The best way to prevent tooth trauma is by wearing a sports guard for all activities where contact could happen, such as rugby, hockey and martial arts. Not only does a sports guard protect against damage to the teeth during an impact, it can reduce trauma to the joints of the jaw and the skull as well.
Protect your teeth, jaw, skull, lips and cheeks!
Mouth guards slow down and absorb any impact, reducing the force to the teeth, jaw and skull. They protect the lips and cheeks from laceration against the teeth.
Custom-fit mouth guards are composed of several layers of plastic pressure-laminated together to produce a very impact-absorbing device. They are time-consuming and expensive to make but are universally acknowledged as being the most effective way of preventing oro-facial injuries in collision sports. (Prices are £65 for members, otherwise £79).
Boil and bite mouth guards (£10-£40) do not offer the same amount of protection because the plastic tends to thin out over those areas where protection is most needed; they are not as impact resistant and the fit is often poor. However, they are better than wearing nothing.
Most hockey and rugby clubs insist that participants wear a mouthguard and often have companies that will visit to take impressions. We have found these are generally of an acceptable quality.
Weighing up the costs
Fractured teeth can be extremely costly in terms of money and time off school or work, they can be painful and uncomfortable, aesthetically inferior and, especially in the long term require additional treatments such as root canal therapy and crowns.
Although mouth guards can be adjusted slightly to accommodate erupting teeth or a growing mouth they will need to be replaced as they are outgrown…just like trainers! If you have any questions, please ask at reception for an appointment…it only takes 15 minutes and your mouth guard will be ready in a week. There are also different colours and styles available.
Help, I have knocked my tooth out!
If a tooth is knocked out following an accident there is a chance it can be put back in by a dentist. So, first of all, try not to panic. Call us as soon as you can to book an emergency appointment and take the following advice:
If the tooth has come out whole you could try to put the tooth back into place: Hold the tooth by the crown (the white part usually visible in the mouth) not by the root. If the tooth is clean, hold it by the crown (making sure it is the right way round) and gently push it back into its socket. If the tooth is dirty rinse it in milk before gently pushing it back into place.
Apply pressure to the tooth, e.g. by biting onto a folded handkerchief. Telephone the practice immediately on 01926 339993 to make an emergency appointment. If you are calling out of hours use the emergency numbers supplied on the practice answer machine or go to the nearest accident and emergency department. Then make an appointment with us as soon as you can.
If you are unable to put the tooth back in, place it in a cup of milk or, if that’s notavailable, keep the tooth in your mouth between your cheek and gum taking care not to swallow it.

» Problem set
#1 Translate this sentence from the mouth guard text into Spanish: "Mouth guards slow down and absorb any impact, reducing the force to the teeth, jaw and skull."
#2 Name every sport that the mouth guard text mentions by name.
#3 In the mouth guard text, what is the price of a custom-fit mouth guard for members?

» Stored data
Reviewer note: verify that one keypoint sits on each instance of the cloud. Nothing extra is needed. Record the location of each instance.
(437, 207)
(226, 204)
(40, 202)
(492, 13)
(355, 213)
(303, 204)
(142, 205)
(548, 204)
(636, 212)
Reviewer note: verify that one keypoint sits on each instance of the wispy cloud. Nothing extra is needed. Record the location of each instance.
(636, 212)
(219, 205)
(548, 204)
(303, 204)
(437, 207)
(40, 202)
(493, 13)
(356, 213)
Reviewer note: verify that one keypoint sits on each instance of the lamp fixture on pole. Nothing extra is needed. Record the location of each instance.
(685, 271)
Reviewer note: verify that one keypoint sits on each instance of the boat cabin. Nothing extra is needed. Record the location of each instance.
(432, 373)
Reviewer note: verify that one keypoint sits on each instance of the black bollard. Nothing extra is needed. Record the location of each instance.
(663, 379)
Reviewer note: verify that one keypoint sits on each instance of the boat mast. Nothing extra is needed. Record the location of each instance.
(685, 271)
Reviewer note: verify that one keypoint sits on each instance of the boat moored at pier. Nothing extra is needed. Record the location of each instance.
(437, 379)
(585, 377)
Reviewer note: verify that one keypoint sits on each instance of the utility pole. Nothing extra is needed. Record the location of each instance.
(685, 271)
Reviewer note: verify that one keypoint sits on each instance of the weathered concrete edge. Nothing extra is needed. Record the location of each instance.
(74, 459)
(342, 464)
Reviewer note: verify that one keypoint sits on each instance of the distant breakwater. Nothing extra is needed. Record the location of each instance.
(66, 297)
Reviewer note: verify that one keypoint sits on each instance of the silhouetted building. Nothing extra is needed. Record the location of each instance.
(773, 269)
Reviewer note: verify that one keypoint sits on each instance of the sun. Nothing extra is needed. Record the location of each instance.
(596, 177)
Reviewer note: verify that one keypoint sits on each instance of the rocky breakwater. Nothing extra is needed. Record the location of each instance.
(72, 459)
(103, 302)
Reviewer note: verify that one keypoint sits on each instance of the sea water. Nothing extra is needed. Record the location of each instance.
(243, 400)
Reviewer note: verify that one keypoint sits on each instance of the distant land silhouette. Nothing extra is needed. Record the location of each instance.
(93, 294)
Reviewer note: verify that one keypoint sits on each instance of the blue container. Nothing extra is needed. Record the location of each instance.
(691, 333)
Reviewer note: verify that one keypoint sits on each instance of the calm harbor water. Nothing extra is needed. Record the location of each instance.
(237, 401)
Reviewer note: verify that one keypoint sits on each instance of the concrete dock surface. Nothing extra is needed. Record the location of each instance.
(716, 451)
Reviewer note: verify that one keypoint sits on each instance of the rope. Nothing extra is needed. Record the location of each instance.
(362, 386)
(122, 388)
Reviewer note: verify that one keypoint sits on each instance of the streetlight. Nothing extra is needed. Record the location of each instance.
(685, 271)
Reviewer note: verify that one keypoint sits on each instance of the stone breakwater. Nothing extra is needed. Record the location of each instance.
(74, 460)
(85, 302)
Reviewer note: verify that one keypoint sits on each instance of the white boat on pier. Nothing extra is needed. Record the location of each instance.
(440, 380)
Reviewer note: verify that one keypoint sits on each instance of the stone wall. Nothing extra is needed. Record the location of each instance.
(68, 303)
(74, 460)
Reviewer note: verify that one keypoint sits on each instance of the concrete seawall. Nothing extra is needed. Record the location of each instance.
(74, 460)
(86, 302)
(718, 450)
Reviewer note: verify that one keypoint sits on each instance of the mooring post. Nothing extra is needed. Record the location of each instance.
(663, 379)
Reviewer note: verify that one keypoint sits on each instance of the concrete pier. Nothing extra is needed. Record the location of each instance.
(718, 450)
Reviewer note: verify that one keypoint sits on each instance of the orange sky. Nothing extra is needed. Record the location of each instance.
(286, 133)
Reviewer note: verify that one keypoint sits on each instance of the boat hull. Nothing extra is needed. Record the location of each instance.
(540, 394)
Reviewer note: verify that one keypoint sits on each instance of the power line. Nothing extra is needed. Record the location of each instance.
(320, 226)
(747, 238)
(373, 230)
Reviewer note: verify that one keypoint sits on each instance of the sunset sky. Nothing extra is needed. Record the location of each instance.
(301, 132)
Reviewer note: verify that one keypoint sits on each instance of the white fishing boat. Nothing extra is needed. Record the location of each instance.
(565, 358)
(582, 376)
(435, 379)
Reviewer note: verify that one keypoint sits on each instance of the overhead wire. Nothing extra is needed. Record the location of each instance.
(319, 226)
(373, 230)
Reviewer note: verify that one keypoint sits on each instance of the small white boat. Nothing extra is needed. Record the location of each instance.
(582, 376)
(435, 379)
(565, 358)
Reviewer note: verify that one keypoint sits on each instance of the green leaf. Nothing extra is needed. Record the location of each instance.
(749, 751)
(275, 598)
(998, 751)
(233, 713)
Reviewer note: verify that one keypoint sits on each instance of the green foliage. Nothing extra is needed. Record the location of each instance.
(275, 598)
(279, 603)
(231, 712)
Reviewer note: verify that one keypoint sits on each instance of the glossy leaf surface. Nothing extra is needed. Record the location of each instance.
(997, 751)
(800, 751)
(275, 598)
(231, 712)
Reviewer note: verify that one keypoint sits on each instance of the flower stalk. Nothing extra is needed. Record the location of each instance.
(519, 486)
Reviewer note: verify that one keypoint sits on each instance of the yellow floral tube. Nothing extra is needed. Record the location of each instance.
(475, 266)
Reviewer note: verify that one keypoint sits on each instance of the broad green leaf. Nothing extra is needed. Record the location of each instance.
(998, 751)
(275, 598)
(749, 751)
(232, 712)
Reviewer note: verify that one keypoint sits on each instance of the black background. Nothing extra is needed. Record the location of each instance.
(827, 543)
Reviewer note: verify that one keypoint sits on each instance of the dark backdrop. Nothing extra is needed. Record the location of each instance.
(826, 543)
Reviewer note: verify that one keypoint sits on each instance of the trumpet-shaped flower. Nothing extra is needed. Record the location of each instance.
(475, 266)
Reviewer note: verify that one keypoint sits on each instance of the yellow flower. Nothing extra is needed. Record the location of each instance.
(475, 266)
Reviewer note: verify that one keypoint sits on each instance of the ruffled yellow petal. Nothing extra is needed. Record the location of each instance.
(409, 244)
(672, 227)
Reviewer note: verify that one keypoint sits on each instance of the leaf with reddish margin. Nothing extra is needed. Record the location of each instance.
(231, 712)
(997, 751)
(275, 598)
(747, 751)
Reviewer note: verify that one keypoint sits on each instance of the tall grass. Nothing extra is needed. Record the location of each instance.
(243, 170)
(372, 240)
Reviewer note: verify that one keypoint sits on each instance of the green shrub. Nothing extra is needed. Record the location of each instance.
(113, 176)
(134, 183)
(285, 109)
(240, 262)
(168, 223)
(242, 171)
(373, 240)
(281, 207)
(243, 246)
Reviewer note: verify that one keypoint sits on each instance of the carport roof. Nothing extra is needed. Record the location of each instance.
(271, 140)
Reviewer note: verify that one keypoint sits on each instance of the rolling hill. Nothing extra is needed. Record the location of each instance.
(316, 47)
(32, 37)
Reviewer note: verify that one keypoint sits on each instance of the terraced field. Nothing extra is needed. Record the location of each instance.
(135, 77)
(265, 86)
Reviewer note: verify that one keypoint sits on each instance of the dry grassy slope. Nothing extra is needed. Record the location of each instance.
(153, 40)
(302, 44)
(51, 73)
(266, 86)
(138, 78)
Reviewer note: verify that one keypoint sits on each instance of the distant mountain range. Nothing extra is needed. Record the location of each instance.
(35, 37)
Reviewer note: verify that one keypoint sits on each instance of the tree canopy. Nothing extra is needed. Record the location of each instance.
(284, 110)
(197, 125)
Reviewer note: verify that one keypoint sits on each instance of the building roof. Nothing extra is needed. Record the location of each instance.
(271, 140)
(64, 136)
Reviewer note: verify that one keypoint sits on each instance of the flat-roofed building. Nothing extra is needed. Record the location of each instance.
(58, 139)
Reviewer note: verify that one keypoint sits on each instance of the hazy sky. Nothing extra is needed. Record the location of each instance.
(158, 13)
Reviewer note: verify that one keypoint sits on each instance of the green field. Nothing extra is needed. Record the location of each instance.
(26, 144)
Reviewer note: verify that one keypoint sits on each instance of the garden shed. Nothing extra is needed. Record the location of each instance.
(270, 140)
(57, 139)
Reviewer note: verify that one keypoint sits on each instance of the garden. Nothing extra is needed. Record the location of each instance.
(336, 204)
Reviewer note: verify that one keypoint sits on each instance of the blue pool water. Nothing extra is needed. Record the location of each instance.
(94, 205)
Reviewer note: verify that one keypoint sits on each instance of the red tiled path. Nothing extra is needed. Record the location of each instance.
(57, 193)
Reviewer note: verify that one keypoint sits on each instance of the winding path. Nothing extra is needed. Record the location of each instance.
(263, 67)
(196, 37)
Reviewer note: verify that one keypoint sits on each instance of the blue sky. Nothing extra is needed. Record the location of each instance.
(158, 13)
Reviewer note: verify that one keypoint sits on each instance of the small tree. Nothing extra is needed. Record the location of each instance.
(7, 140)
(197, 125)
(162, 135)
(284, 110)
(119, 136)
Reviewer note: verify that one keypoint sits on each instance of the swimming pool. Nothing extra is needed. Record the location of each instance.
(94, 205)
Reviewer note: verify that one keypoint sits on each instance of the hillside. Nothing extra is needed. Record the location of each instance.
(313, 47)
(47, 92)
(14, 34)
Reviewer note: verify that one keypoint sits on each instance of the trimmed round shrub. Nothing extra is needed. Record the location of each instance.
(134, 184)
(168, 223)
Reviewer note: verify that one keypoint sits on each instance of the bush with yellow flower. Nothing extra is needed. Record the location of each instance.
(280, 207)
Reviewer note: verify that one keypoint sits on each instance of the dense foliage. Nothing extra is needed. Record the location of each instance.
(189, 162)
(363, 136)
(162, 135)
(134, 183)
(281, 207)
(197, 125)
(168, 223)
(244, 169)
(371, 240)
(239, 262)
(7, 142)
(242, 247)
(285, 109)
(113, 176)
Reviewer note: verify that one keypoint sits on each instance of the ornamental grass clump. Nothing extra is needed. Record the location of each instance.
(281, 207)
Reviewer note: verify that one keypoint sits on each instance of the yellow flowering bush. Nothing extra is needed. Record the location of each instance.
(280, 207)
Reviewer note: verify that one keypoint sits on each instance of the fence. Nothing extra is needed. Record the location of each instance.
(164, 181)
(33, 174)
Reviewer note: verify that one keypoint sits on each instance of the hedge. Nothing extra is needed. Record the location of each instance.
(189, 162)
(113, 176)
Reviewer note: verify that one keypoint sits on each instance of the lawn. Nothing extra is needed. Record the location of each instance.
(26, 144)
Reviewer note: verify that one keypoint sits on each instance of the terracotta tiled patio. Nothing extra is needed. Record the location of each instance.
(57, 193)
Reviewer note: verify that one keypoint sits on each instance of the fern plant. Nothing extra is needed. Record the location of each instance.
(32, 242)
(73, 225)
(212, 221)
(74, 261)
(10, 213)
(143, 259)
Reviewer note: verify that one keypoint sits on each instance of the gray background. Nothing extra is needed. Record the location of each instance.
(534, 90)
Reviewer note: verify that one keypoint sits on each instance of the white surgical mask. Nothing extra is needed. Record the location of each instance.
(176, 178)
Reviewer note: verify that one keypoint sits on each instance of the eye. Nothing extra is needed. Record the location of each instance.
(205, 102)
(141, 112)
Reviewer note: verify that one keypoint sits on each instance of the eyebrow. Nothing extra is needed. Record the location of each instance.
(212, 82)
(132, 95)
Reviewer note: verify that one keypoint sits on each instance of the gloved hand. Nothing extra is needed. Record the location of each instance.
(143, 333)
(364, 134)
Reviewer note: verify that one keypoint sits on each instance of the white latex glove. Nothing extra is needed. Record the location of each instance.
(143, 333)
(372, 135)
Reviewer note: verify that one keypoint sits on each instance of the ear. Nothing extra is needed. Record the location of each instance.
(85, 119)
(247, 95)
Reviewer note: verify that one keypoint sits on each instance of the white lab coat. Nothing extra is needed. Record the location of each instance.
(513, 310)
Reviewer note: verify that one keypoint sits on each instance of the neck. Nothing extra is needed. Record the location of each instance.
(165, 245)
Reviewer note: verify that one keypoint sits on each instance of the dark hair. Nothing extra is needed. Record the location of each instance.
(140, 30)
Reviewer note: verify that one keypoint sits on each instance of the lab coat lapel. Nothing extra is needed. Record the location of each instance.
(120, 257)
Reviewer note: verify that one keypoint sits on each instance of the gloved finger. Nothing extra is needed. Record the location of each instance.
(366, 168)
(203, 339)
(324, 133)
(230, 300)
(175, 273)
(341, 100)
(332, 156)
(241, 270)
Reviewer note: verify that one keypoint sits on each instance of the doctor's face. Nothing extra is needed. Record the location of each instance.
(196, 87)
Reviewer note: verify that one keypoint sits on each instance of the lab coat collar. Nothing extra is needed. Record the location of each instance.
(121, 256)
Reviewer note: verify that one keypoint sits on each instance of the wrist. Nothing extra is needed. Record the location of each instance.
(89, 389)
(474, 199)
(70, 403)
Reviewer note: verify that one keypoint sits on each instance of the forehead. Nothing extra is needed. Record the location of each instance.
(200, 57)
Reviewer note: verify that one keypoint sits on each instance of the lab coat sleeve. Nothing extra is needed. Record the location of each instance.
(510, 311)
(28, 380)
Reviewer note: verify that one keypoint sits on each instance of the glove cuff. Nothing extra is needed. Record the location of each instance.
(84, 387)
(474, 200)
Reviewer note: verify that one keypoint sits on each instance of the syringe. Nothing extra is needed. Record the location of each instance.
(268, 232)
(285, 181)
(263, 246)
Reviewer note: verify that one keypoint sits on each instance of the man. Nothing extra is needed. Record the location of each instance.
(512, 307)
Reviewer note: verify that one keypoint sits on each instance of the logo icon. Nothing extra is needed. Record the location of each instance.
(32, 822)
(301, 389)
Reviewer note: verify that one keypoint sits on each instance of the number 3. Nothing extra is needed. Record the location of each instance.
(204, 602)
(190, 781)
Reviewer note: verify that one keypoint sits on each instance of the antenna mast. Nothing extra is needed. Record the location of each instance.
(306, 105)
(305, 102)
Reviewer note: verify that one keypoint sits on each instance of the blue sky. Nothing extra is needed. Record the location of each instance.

» Solutions in order
#1 Los protectores bucales frenan y absorben cualquier impacto, reduciendo la fuerza sobre los dientes, la mandíbula y el cráneo.

#2 Rugby, hockey, martial arts

#3 £65